> **Objective**:
Rewrite all the entries below with "at dusk" swapped for "at dawn" and nothing else changed. Leave the pictures out.

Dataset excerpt

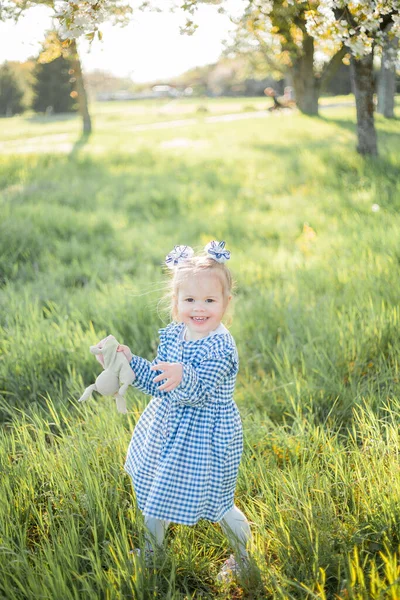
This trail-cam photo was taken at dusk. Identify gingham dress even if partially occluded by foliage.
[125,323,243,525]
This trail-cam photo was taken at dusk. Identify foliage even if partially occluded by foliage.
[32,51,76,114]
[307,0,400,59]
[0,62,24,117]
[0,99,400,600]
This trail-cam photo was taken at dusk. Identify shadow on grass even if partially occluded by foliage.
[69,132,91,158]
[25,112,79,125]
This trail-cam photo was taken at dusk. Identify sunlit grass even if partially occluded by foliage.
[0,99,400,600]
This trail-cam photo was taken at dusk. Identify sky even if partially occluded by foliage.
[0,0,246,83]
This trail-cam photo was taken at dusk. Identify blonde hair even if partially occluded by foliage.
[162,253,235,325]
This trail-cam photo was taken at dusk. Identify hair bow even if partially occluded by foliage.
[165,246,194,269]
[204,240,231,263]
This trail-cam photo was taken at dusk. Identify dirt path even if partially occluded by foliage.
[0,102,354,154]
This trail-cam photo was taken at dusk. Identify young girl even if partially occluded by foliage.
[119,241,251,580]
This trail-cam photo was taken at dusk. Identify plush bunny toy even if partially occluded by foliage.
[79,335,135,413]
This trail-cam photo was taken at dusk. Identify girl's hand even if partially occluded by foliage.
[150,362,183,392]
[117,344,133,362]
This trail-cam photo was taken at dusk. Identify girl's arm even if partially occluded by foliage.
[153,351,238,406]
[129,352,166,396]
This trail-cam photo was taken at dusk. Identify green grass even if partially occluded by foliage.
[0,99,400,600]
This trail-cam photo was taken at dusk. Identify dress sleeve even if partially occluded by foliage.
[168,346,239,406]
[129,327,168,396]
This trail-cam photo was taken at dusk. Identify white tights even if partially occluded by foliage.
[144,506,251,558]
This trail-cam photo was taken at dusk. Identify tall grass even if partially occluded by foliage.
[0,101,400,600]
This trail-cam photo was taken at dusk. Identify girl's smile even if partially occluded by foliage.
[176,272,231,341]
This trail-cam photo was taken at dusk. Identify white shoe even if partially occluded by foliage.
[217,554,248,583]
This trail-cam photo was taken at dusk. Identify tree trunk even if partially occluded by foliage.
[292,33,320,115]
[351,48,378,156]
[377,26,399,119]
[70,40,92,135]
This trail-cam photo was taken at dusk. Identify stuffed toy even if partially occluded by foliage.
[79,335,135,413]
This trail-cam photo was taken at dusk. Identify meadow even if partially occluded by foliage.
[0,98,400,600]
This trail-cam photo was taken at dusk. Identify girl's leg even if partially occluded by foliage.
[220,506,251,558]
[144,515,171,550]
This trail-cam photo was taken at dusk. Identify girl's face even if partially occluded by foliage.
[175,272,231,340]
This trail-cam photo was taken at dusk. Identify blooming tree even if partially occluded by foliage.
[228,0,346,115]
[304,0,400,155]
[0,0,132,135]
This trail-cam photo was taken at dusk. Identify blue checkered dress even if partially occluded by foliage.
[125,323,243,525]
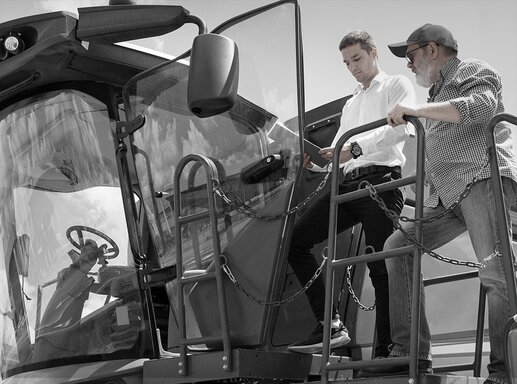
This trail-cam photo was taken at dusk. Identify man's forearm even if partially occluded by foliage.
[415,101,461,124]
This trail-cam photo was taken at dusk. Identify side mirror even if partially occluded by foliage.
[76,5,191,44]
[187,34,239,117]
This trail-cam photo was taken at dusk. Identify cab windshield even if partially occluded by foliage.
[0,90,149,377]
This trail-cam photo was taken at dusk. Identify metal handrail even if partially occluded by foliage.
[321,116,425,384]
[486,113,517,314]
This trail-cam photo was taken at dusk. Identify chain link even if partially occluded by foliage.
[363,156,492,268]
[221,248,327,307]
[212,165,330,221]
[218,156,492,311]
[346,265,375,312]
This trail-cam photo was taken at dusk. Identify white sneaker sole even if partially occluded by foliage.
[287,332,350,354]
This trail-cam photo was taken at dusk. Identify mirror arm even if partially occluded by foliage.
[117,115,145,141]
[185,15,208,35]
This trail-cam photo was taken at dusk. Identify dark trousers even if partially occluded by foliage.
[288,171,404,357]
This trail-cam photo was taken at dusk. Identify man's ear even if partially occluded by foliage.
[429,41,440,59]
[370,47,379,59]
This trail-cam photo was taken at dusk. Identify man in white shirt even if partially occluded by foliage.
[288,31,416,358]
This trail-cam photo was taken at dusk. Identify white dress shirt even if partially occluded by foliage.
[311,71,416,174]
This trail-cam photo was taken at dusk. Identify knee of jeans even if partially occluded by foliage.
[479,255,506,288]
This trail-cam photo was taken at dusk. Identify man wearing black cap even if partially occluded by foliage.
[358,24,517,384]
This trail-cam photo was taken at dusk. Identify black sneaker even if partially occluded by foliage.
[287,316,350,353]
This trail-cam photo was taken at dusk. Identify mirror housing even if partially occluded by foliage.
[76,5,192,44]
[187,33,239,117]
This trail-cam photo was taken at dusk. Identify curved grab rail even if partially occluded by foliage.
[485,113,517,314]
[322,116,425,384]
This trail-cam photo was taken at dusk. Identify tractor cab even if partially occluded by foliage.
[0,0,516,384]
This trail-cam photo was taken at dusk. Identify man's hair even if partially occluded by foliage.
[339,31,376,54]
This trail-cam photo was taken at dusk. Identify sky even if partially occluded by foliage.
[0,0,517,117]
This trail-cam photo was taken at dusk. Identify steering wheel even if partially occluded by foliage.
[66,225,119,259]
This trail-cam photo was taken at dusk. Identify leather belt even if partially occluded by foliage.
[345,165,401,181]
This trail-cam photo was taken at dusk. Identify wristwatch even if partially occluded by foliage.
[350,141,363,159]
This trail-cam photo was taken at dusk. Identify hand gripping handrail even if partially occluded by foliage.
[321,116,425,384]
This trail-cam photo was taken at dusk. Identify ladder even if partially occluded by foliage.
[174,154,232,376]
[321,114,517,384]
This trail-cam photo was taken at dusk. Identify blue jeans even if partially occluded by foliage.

> **Exercise response**:
This trail-cam photo was taken at dawn. Identify gingham dress even if partially occluded by foliage.
[125,323,243,525]
This trail-cam photo was taken at dawn. Identify foliage even if partially occluded by foliage.
[32,51,76,114]
[307,0,400,59]
[0,62,24,117]
[0,99,400,600]
This trail-cam photo was taken at dawn. Identify shadow on grass even if partially occluded by foliage.
[69,132,91,158]
[25,112,79,125]
This trail-cam photo was taken at dawn. Identify sunlit grass even if partially occluded by foliage.
[0,99,400,600]
This trail-cam photo was taken at dawn. Identify sky even if partially occluded by foliage.
[0,0,246,83]
This trail-cam photo was taken at dawn. Identify blonde hair even if partially occluded by foliage.
[162,253,235,325]
This trail-cam photo was taken at dawn. Identify hair bow even if partially occluded by foliage.
[165,246,194,269]
[204,240,231,263]
This trail-cam photo was taken at dawn. Identify dirt path even if partially occluded by foliage.
[0,102,354,154]
This trail-cam photo was taken at dawn. Identify young girl even if partially occluded by foliage.
[119,241,251,580]
This trail-cam photo was taken at dawn. Identify plush bunny toy even if partially occluded by foliage.
[79,335,135,413]
This trail-cam photo was taken at dawn. Identify girl's hand even if partially occluded by foliage.
[150,362,183,392]
[117,344,133,362]
This trail-cam photo was taken at dawn. Identify girl's arm even if partially occluded by foliage.
[153,351,238,406]
[129,352,166,396]
This trail-cam photo was taken at dawn. Identify green grass even if partially occluded by foliage.
[0,99,400,600]
This trail-cam photo was taken at dawn. Identify dress sleeve even if partially occluded by foliage.
[168,346,239,406]
[129,327,168,396]
This trail-cam photo was taken at dawn. Identify white tights even if partially occluded by foliage.
[144,506,251,558]
This trail-cam photo was taken at dawn. Identify tall grass even if partially occluded by foliage.
[0,101,400,600]
This trail-cam photo was taken at dawn. Identify girl's smile even if partially occluded by foliage.
[176,272,231,341]
This trail-cam photo was taken at dawn. Identify white shoe even if partially occluded by foliage.
[217,554,248,583]
This trail-cam photo was taken at dawn. Identify tree trunk even if partially occluded by foliage.
[292,33,320,115]
[351,48,378,156]
[377,26,399,119]
[70,40,92,135]
This trail-cam photo was taken at dawn. Identify stuffed toy even if partially occluded by foliage.
[79,335,135,413]
This trail-cam photo was taken at dawn. Identify meadow even if partially occluded by foliage.
[0,98,400,600]
This trail-cam photo was taken at dawn. Identify girl's leg even if partially occluded by foliage.
[220,506,251,558]
[144,515,171,550]
This trail-cam photo was taken at dawn. Identify girl's face even if partially occluded by foliage.
[175,272,231,340]
This trail-cam photo was taken at dawn. Identify blooming tree even if partially occluded by foliage.
[228,0,346,115]
[304,0,400,155]
[0,0,132,135]
This trail-cam photo was taken at dawn. Identify blue checkered dress even if partially occluded by foliage.
[125,323,243,525]
This trail-cam photo was taken at dawn. Identify man's forearm even if partially occluded by foliage.
[415,101,461,124]
This trail-cam photo was taken at dawn. Identify side mirror even if partially occluded by foliage.
[76,5,191,44]
[187,34,239,117]
This trail-cam photo was taken at dawn. Identify cab windshield even if partially occluded by foliage.
[0,90,149,377]
This trail-cam photo was taken at dawn. Identify metal handrail even if partially occluded by foliage.
[321,116,425,384]
[486,113,517,314]
This trail-cam photo was taken at dawn. Identify chain link even if partially occluded by foliage.
[363,156,492,268]
[221,248,327,307]
[212,165,330,221]
[218,156,492,311]
[346,265,375,312]
This trail-cam photo was taken at dawn. Identify white sneaker sole even if partially occluded by foliage.
[287,332,350,354]
This trail-cam photo was taken at dawn. Identify mirror arm even if partially occluded by foliage.
[117,115,145,141]
[185,15,208,35]
This trail-cam photo was taken at dawn. Identify dark trousers even if partially occluded by foliage.
[288,171,404,357]
This trail-cam photo was taken at dawn. Identify man's ear even if partially occluded by foliage.
[429,41,440,59]
[370,47,379,59]
This trail-cam photo was taken at dawn. Identify man in white shirt even if partially occluded by foliage.
[288,31,416,358]
This trail-cam photo was taken at dawn. Identify white dress shirt even if partially occluded by foliage.
[311,71,416,174]
This trail-cam photo was taken at dawn. Identify knee of jeans even if partially occluded by foliage.
[479,255,506,288]
This trail-cam photo was taken at dawn. Identify man wearing black cap even if partially occluded by foliage.
[358,24,517,384]
This trail-cam photo was taken at dawn. Identify black sneaker even if partially occluded by foliage.
[287,316,350,353]
This trail-cam photo was taken at dawn. Identify mirror housing even if partially occluded by foliage.
[76,5,192,44]
[187,33,239,117]
This trail-cam photo was taken at dawn. Identify curved grab rail even if partially occluded by foliage.
[485,113,517,314]
[322,116,425,384]
This trail-cam photo was taken at dawn. Identify tractor cab even if partially occluded by foliage.
[0,0,516,384]
This trail-cam photo was taken at dawn. Identify man's hair even if partially occluded by foliage.
[339,31,376,54]
This trail-cam photo was taken at dawn. Identify sky even if partially occluded by foliage.
[0,0,517,117]
This trail-cam photo was taken at dawn. Identify steering wheel even if partially occluded by foliage.
[66,225,119,259]
This trail-cam photo was taken at dawn. Identify leather belt even if partially occluded by foliage.
[345,165,401,181]
This trail-cam photo was taken at dawn. Identify wristwatch even if partially occluded by foliage.
[350,141,363,159]
This trail-cam photo was taken at dawn. Identify hand gripping handrail even if partially occluded by foliage.
[321,116,425,384]
This trail-cam photo was taken at dawn. Identify ladder even if partially occluded by foliage.
[174,154,232,376]
[321,114,517,384]
This trail-cam photo was taken at dawn. Identify blue jeans even if partially occluded by foliage.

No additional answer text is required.